The little things: Georgia O’Keefe and Sherlock Holmes quotes

“Nothing is less real than realism. Details are confusing. It is only by selection, by elimination, by emphasis, that we get at the real meaning of things.” — Georgia O’Keefe (creator of the painting illustrated here, The White Flower).

“The little things are infinitely the most important.” — Sherlock Holmes

Any writers reading this know detail is a big part of what we do. Which ones we need to include. Which ones we have to include. Which ones we should leave out.

Detail can make or break a story. Details can bring a character to life — the scars on their back from fighting dinosaurs, their passion for playing chess by mail (yes, that used to be a thing), their freaky tattoo or being nitpicky about other people’s grammar. They can also bring settings to life: the smells, the flavors, the music. The minor details of alternate timelines, such as Leslie Howard and JFK still being alive in the film Quest for Love. Or the slightly different wording of the song “Teen Angel” in my Atoms for Peace (“That fateful night the saucers came/We were caught in their attack.”). For historical fiction or fantasy, the fine points of slang, culture, attitudes and politics can make the period vividly real.

— Problems and tasks —
a - Reproduce the part of the post on detail in writing that opens with the words containing "Detail can make" and closes with "period vividly real.".
b - According to the post on detail in writing, which two people are still alive in the film Quest for Love?
c - Rewrite the paragraph of the post on detail in writing that begins "Detail can make or break a story" as a brief list that keeps its main facts.
The listing below comes from a separate source.

— Stored records —

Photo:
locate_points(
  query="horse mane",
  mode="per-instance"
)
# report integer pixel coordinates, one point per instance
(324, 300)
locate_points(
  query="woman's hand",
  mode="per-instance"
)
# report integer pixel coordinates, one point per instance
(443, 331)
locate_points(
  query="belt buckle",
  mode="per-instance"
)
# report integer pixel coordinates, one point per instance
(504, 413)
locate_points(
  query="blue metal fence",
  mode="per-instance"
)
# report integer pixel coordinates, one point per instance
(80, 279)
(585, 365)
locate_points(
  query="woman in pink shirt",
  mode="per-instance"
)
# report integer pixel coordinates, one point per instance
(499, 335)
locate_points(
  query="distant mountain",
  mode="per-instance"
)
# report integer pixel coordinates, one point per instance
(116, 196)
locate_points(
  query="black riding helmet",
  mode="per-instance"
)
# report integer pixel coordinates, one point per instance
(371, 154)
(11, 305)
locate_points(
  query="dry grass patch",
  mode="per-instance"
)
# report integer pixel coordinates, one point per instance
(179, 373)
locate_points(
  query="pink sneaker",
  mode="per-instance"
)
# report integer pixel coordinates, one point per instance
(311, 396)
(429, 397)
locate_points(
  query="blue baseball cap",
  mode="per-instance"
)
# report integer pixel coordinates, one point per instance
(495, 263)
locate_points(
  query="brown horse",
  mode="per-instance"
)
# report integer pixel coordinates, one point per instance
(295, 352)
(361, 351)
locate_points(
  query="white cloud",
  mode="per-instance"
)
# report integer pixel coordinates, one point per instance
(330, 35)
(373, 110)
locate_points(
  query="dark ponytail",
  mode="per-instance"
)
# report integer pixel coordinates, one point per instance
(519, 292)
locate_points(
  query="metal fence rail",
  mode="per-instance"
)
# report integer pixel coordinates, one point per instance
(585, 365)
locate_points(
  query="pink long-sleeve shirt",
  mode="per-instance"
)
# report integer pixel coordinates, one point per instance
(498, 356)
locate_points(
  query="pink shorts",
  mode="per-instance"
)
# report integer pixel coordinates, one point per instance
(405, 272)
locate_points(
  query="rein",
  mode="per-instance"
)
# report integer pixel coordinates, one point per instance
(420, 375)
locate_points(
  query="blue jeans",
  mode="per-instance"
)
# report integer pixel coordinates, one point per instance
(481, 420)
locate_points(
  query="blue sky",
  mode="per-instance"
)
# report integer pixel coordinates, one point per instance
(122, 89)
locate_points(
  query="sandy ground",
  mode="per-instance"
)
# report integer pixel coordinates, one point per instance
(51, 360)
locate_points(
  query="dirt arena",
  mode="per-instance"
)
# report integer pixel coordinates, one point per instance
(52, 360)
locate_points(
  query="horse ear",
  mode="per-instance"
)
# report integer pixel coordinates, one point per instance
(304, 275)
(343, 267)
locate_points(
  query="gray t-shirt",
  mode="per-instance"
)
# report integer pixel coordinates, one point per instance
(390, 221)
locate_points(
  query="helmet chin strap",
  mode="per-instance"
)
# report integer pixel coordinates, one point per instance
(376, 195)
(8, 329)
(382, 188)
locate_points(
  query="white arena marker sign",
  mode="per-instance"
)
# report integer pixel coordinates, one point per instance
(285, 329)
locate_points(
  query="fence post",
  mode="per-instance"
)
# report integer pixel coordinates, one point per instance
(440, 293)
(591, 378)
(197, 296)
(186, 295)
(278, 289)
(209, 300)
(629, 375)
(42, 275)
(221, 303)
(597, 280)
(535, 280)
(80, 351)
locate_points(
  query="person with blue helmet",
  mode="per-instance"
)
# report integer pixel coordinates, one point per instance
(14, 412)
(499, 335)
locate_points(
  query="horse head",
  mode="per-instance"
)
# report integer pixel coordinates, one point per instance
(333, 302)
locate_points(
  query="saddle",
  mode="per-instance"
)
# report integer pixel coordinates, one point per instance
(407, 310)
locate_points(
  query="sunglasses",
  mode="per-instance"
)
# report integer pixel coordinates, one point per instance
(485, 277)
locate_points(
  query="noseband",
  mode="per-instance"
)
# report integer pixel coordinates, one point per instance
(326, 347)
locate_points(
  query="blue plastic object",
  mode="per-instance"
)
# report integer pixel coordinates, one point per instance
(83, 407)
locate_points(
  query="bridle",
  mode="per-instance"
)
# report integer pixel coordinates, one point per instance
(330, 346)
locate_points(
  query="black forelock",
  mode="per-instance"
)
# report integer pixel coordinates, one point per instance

— Responses to the tasks —
a -
Detail can make or break a story. Details can bring a character to life — the scars on their back from fighting dinosaurs, their passion for playing chess by mail (yes, that used to be a thing), their freaky tattoo or being nitpicky about other people’s grammar. They can also bring settings to life: the smells, the flavors, the music. The minor details of alternate timelines, such as Leslie Howard and JFK still being alive in the film Quest for Love. Or the slightly different wording of the song “Teen Angel” in my Atoms for Peace (“That fateful night the saucers came/We were caught in their attack.”). For historical fiction or fantasy, the fine points of slang, culture, attitudes and politics can make the period vividly real.

b - Leslie Howard and JFK.

c -
- Detail can make or break a story.
- Details bring characters to life: scars from fighting dinosaurs, playing chess by mail, a freaky tattoo, nitpicking others' grammar.
- Details bring settings to life: smells, flavors, music.
- Minor details mark alternate timelines: Leslie Howard and JFK still alive in the film Quest for Love, and the altered "Teen Angel" lyrics in Atoms for Peace.
- In historical fiction or fantasy, the fine points of slang, culture, attitudes and politics make the period vividly real.